▶ **Supplied passage**
+++
Two new studies show both data from past experience and modeling data as a potential blueprint for in-classroom learning during the coronavirus 2019 (COVID-19) pandemic.

The 2 studies were published in The Lancet.

For the former, a study from New South Wales (NSW), Australia found low levels of transmissions in 25 schools and nurseries from January through April of this year.

They did an observational study which saw 12 children and 15 adults who were in the school or nursery while infectious. There were 633 close contacts who were tested following symptoms. Of those, only an additional 18 people became infected with COVID-19. This comes from a total of 1448 contacts, which is a secondary attack rate of 1.2%.

“In a subset of 7 schools and nurseries that underwent additional investigations including antibody testing, symptom surveys and extra nucleic acid testing for the virus, the child-to-child transmission rate was found to be 0.3%, and 1.0% for child-to-staff," the investigators wrote. “The rate of staff-to-child transmission was 1.5% and staff-to-staff was 4.4%, suggesting that children are less likely than adults to spread the virus.”
+++
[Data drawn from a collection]
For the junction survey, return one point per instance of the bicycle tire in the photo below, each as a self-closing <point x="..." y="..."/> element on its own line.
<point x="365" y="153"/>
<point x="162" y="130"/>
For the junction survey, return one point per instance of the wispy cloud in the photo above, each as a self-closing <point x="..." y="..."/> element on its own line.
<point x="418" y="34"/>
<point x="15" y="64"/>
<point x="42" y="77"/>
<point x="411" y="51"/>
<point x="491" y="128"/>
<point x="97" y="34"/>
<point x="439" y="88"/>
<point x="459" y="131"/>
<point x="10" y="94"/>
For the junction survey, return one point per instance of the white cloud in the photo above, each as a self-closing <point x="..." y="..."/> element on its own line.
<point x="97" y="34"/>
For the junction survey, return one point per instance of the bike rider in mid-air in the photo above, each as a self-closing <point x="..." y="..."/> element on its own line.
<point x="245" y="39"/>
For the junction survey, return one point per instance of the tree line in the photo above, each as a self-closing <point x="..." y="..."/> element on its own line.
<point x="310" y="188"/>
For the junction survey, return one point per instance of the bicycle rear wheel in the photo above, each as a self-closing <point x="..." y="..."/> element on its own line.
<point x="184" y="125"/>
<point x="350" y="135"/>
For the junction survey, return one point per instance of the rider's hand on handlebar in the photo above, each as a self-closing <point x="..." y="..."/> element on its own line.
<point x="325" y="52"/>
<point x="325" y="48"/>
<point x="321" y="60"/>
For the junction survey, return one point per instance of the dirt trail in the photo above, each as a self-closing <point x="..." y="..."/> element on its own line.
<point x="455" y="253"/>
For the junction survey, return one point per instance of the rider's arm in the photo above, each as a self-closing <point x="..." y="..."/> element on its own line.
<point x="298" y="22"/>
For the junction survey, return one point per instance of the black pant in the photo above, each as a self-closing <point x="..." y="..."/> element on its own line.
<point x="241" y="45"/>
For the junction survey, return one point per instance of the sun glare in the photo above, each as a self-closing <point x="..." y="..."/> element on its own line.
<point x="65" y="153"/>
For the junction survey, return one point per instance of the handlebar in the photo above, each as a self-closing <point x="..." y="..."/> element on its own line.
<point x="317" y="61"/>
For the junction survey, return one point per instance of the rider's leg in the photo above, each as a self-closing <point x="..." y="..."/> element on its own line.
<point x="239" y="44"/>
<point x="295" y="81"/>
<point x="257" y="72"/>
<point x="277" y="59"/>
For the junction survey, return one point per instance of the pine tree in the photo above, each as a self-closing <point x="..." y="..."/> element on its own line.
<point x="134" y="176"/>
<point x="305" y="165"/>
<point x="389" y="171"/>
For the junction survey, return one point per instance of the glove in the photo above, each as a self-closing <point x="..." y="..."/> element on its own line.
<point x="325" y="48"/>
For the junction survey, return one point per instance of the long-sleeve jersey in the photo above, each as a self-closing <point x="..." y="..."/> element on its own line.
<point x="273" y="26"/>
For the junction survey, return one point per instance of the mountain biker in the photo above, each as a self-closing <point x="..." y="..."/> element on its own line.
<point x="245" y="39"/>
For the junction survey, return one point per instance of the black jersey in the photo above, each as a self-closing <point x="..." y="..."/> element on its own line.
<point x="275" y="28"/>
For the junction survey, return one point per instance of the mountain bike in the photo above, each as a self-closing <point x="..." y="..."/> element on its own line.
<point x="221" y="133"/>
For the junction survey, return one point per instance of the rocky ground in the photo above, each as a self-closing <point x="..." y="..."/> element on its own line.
+++
▶ **Exercises to complete**
**a)** Render the sentence "The 2 studies were published in The Lancet." from the school transmission passage in Spanish.
**b)** Copy the stretch of the school transmission passage from "Two new studies" through "of this year.".
The records have no connection to the school transmission passage.

▶ **Activity answers**
**a)** Los 2 estudios se publicaron en The Lancet.

**b)**
Two new studies show both data from past experience and modeling data as a potential blueprint for in-classroom learning during the coronavirus 2019 (COVID-19) pandemic.

The 2 studies were published in The Lancet.

For the former, a study from New South Wales (NSW), Australia found low levels of transmissions in 25 schools and nurseries from January through April of this year.